--- Records for this task ---
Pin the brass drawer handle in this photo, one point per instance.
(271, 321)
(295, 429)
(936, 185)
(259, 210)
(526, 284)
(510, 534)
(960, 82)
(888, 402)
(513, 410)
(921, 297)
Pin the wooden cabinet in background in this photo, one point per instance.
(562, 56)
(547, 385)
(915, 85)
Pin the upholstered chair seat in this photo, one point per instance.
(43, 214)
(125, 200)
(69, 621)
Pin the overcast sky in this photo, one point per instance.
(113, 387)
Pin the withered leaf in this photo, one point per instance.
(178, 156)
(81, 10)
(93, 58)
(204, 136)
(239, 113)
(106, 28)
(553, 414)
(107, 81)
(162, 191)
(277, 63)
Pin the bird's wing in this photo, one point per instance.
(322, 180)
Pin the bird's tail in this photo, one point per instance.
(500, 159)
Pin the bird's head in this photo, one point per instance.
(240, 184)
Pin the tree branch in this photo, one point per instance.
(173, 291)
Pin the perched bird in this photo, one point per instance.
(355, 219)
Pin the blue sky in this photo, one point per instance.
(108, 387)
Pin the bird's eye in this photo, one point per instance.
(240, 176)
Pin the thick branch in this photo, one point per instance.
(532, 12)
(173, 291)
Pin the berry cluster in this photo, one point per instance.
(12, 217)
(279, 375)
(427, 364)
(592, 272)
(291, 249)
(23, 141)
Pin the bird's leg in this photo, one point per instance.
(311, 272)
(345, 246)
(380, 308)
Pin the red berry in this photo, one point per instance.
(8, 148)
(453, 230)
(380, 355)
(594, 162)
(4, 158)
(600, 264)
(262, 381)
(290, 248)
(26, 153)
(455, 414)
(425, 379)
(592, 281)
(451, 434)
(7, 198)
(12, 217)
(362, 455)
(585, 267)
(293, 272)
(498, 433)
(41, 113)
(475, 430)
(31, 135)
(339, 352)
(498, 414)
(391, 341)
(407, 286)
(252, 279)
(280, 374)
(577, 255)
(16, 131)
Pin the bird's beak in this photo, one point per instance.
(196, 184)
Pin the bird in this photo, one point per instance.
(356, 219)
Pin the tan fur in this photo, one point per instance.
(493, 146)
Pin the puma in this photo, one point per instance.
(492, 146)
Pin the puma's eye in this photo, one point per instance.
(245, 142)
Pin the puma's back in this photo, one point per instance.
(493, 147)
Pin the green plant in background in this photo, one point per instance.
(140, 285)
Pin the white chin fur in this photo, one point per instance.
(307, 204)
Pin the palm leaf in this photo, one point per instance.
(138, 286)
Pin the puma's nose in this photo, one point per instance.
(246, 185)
---
#### Description of the task
Write out each line of the data above again, exactly as given.

#### Reply
Pin the brass drawer handle in this photo, one point per instance.
(271, 321)
(295, 429)
(936, 185)
(259, 210)
(526, 284)
(510, 534)
(960, 82)
(888, 402)
(513, 410)
(921, 297)
Pin the wooden cabinet in background in this photo, one point per instance.
(562, 56)
(547, 385)
(915, 85)
Pin the upholstered chair seat in this photo, one point per instance.
(43, 214)
(125, 200)
(69, 621)
Pin the overcast sky in this photo, one point per instance.
(113, 387)
Pin the withered leaf in this photo, one point per instance.
(178, 156)
(81, 10)
(93, 58)
(204, 136)
(239, 113)
(106, 28)
(553, 414)
(107, 81)
(162, 191)
(277, 63)
Pin the bird's wing in this photo, one point per instance.
(322, 180)
Pin the bird's tail in this photo, one point per instance.
(500, 159)
Pin the bird's head in this photo, one point per instance.
(240, 184)
Pin the tree branch in this photo, one point per instance.
(173, 291)
Pin the perched bird in this photo, one point per instance.
(355, 219)
Pin the blue sky in this photo, one point per instance.
(108, 387)
Pin the bird's eye in this photo, one point per instance.
(240, 176)
Pin the thick branch in this photo, one point per instance.
(532, 12)
(173, 291)
Pin the berry cluster in this photo, one point per instance.
(12, 217)
(279, 375)
(427, 364)
(592, 272)
(291, 249)
(23, 141)
Pin the bird's leg in this photo, one point per instance.
(311, 272)
(345, 246)
(380, 308)
Pin the red berry in this photo, one point per instance.
(8, 148)
(453, 230)
(380, 355)
(594, 162)
(4, 158)
(600, 264)
(262, 381)
(290, 248)
(26, 153)
(455, 414)
(425, 379)
(592, 281)
(451, 434)
(7, 198)
(12, 217)
(362, 455)
(585, 267)
(293, 272)
(498, 433)
(41, 113)
(475, 430)
(31, 135)
(339, 352)
(498, 414)
(391, 341)
(407, 286)
(252, 279)
(280, 374)
(577, 255)
(16, 131)
Pin the bird's beak in this photo, one point per instance.
(196, 184)
Pin the bird in this photo, one point per instance.
(356, 219)
Pin the tan fur in this photo, one point per instance.
(493, 146)
Pin the puma in this photo, one point per instance.
(492, 146)
Pin the puma's eye in this photo, one point per instance.
(245, 142)
Pin the puma's back in this photo, one point per instance.
(493, 147)
Pin the green plant in background in this photo, one point per instance.
(140, 285)
Pin the white chin fur in this photo, one point per instance.
(307, 204)
Pin the palm leaf in this photo, one point per instance.
(138, 286)
Pin the puma's nose in this photo, one point per instance.
(246, 185)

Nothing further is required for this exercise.